**Excerpt:**
Quindim is a typical Brazilian dessert made from sugar, egg yolks, butter and grated coconut.

All those ingredients are mixed (yolks and sugar first, then the butter, then the grated coconut, in my experience), then bain-marie baked in a pudding mold or in muffin tray slots. And, somehow, the grated coconut is all at the top (which ends being the bottom) of the mixture at the end of the baking process.

Also, I've read that the quindim's ancestor recipe from Portugal, brisas do Lis, exhibits a similar phenomenon, where small almond pieces float to the top of the mixture while baking.

What causes the grated coconut or the almond pieces to move to the top of the mixture during the baking process? Does this occur in other recipes (maybe in less noticeable ways)?

(My ultimate point is to know how to cause such an effect in similar recipes.)

  • 4
    Not familiar with this dish, but does "float" really need quotation marks? Is it possible the coconut floats to the top of the other ingredients for the same reason wood chips float on a lake, because of lower density?
    – Lorel C.
    Commented Mar 16, 2018 at 15:16
  • 1
    Are you using freshly grated coconut or dried store-bought?
    – Fabby
    Commented Mar 16, 2018 at 19:23
  • 1
    while the mixture is raw, the coconut does not immediately float to the top. And I'm using both freshly grated ones or hydrated store-bought dried ones; Commented Mar 16, 2018 at 21:35
  • 1
    It is possible that the density of the sugar-yolk-butter mix does change during the baking process. Commented Jun 30, 2018 at 10:55

1 Answer 1


While the mixture is raw, the density of the batter is more or less equivalent to the density of the grated coconut, and the batter is fluid, allowing movement.

During cooking, the egg protein in the batter denatures and coagulates, generating a dense colloidal matrix that doesn't allow movement. As this process is happening, the proteins are aggregating to themselves and pushing the coconut to the top (it is pushed up since it is less dense than the newly-forming colloid).

A similar phenomenon happens with you put raisins, other dried fruit in batter (like in fruit cake or panettone), but they are pushed DOWN instead of up. Coating them in flour prevents them from sinking not because of the change in density, but because it gives anchoring points to the matrix to form around the fruit instead of pushing it.

**Dataset content:**
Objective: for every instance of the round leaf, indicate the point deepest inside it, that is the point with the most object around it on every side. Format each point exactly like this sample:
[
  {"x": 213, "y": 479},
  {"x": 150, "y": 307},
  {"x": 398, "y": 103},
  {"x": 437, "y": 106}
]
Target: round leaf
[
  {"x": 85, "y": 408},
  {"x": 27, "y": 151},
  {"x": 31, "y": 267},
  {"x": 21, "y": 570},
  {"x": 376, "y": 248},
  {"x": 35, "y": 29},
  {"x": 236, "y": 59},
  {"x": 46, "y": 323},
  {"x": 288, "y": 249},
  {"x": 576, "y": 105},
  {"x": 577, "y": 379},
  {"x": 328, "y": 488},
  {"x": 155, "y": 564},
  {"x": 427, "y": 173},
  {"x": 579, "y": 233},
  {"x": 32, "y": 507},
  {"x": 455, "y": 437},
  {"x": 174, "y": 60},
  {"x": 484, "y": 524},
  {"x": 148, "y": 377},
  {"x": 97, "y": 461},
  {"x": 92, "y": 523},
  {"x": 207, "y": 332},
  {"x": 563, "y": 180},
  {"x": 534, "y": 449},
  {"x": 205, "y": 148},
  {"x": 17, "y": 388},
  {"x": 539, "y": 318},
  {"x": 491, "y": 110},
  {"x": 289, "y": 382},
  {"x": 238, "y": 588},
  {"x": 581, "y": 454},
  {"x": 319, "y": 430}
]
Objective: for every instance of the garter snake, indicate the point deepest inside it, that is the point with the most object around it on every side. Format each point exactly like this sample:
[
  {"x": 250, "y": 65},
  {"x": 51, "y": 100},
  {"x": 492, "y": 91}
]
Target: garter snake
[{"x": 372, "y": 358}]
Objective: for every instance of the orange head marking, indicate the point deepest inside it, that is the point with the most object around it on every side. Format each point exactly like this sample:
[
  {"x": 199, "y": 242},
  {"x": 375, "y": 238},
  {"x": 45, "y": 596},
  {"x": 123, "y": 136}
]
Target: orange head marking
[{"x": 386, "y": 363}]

**What needs to be done:**
Answer these questions from the quindim discussion above:
(a) What is the name of the Portuguese ancestor recipe of quindim?
(b) During cooking, what does the egg protein in the batter do?
(c) Why does coating raisins in flour keep them from sinking?

**Expected answer:**
(a) Brisas do Lis.
(b) It denatures and coagulates, forming a dense colloidal matrix that doesn't allow movement.
(c) The flour gives the matrix anchoring points, so it forms around the fruit instead of pushing it. The reason is not a change in density.